Show each line below that contains the string "xmlns".

==== Given records ====

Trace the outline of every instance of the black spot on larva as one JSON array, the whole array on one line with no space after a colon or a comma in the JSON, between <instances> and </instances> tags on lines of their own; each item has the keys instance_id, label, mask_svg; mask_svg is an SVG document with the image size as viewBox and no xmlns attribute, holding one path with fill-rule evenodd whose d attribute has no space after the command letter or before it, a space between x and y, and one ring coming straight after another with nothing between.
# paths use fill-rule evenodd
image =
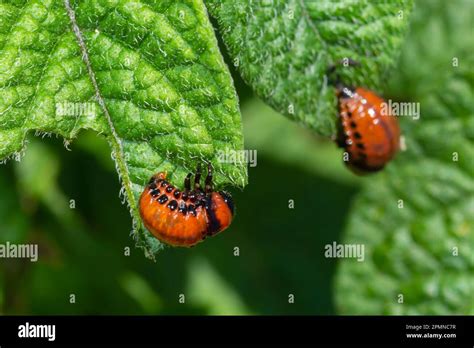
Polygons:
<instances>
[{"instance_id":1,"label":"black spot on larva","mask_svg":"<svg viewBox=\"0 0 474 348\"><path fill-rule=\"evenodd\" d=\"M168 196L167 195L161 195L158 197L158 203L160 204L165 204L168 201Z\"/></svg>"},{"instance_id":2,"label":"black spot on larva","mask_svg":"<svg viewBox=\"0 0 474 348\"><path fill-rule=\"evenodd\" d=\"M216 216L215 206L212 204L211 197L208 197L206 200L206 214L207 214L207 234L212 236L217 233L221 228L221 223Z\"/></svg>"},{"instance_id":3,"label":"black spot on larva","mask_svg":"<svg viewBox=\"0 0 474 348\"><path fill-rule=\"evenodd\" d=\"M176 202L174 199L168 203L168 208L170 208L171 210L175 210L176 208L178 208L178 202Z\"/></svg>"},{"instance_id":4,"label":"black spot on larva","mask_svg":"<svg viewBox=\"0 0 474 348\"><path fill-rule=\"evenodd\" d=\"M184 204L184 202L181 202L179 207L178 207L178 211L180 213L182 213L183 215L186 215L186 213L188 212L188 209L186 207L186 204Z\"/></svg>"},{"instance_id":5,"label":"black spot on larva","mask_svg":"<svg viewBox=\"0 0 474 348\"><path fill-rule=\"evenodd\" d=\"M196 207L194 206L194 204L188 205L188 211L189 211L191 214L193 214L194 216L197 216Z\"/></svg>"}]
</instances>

====
==== Given records ====

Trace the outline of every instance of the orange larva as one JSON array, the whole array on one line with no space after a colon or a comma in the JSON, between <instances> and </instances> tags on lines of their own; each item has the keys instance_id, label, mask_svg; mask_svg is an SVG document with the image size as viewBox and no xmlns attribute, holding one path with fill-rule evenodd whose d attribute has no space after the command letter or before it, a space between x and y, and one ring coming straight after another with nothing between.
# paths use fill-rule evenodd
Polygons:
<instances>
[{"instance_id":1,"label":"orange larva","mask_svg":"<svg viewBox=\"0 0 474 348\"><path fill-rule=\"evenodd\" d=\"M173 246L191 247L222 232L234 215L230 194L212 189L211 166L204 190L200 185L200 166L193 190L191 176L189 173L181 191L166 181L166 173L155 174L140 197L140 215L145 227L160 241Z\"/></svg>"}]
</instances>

====

## Written response
Trace the outline of every instance of the black spot on larva as one JSON array, the whole array on one line with no space after a colon or a comma in the JSON, between <instances> and </instances> tags on lines of their own; each item has the keys instance_id, label, mask_svg; mask_svg is an SVG document with the image size as viewBox and no xmlns attribute, holding one path with fill-rule evenodd whose d attribute has no space after the command letter or before it, a space between x and y, and one ring coming straight after another with nothing between.
Trace the outline of every instance of the orange larva as one JSON array, the whole array on one line with no space after a colon or a comma in the JSON, between <instances> and </instances> tags on lines of their own; each item has the keys instance_id, label, mask_svg; mask_svg is an SVG document with the image size as viewBox and no xmlns attribute, holding one path with fill-rule evenodd whose d attribute has no space after the command letter or before it, a space between x and y, and one ring coming straight after another with nothing between.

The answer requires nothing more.